Complete the following:
a: Please translate this sentence from the comment thread on economists and Wall Street into Spanish: "Robert Samuelson’s whole career is based on being confused with the great Paul Samuelson."
b: Extend the comment thread on economists and Wall Street, picking up right after its final line.

Looking at it twice…hmmm.
But my takeaway is when the people who actually know money say, basically, don’t outsmart yourself, you have a very interesting sidelight into the rigged casino innovation engine that is Wall St.
And in any event, if that doesn’t wash away the mental stain of one Hermann Cain doing violence to John Lennon, I can’t help you.
Villago Delenda Est
First, Samuelson is a moron.
Second, Greenspan should be flayed alive on all networks during prime time to demonstrate what happens to Randite fucks.
A late friend of mine got advanced degrees in econ, and his advice was STAY THE HELL OUT of the commodities markets, as they’re basically a casino, and the game is rigged against you. I can only imagine what he’d make of derivatives and other schemes to transfer your money to some Wall Street asshole.
Dougerhead
Robert Samuelson’s whole career is based on being confused with the great Paul Samuelson.
EDIT: Wait, Paul Samuelson said that.
Lee
I’m sure.
He called him a moron.
Samara Morgan
i lieked you bettah as a pretentious art douche.
heres my favorite nobel laureate in economics.

Data excerpts:
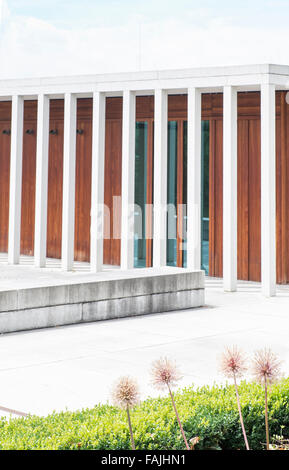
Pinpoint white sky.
[0,0,289,78]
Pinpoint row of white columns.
[8,84,276,296]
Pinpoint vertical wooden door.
[20,101,37,256]
[0,102,11,253]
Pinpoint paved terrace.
[0,258,289,415]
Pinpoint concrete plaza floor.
[0,266,289,415]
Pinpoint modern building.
[0,65,289,296]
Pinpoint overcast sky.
[0,0,289,78]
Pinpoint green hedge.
[0,379,289,450]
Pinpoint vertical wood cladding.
[20,101,37,256]
[47,100,64,259]
[74,99,92,261]
[0,92,289,283]
[0,101,11,253]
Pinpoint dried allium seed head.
[151,357,182,389]
[220,346,247,377]
[253,349,281,383]
[112,377,140,408]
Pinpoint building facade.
[0,65,289,296]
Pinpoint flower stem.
[168,385,191,450]
[234,374,250,450]
[265,375,270,450]
[126,407,135,450]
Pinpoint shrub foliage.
[0,379,289,450]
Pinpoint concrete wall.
[0,270,205,333]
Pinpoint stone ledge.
[0,270,205,334]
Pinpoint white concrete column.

Exercise responses:
a: Toda la carrera de Robert Samuelson se basa en que lo confundan con el gran Paul Samuelson.

b:
beltane
This was obviously a very ironic use of the word “wise”. Listen to the quote again and substitute Alan Greenspan with Homer Simpson and you’ll have no doubt in your mind.
Tom Oh Yeah I Remember Him Levenson
@Samara Morgan: Oh, P.A.D. will come back. But variety is the spice and all that.
jl
Wonder when this clip was made.
Merton was the Swedish Bank Nobel Memorial Prize winner, along with Scholes, involved in Long Term Capital debacle. And here is is fretting over a muni going bad.
Samuelson and his student Merton parted ways on fancy financial derivatives, their role, and need for regulation.
Can TL find the Samuelson interview where he calls fancy derivatives the economists’ ‘Frankenstein monster’?
Seems to be some tension between Samuelson and Slow on one hand, and Merton on the other in how to view active management of investments.
Linnaeus
@jl:
Paul Samuelson died in late 2009, so we know it was definitely made before that.
Tom Oh Yeah I Remember Him Levenson
@jl: December 26, 2008
Here’s an account of the “Frankenstein monster” interview.
Here’s another example of Samuelson saying the same thing to the interviewer in the clip above.
The video was shot in late 2008, I believe.
jl
Also too, wingnut fail on this year’s prize being ‘anti Keynesian’:
‘ Professor Sims doesn’t want to be pigeonholed. “I’m not ‘non-Keynesian,’ ” he said, adding that he has been an active “promoter of new Keynesian macroeconomic models,” because they “are the place in our profession where theory and data and policy decision-making are coming together.”
“It doesn’t really make much sense to stand on the sidelines and take potshots at them,” he said. “If you don’t like the way they’re working, you should try to do better.”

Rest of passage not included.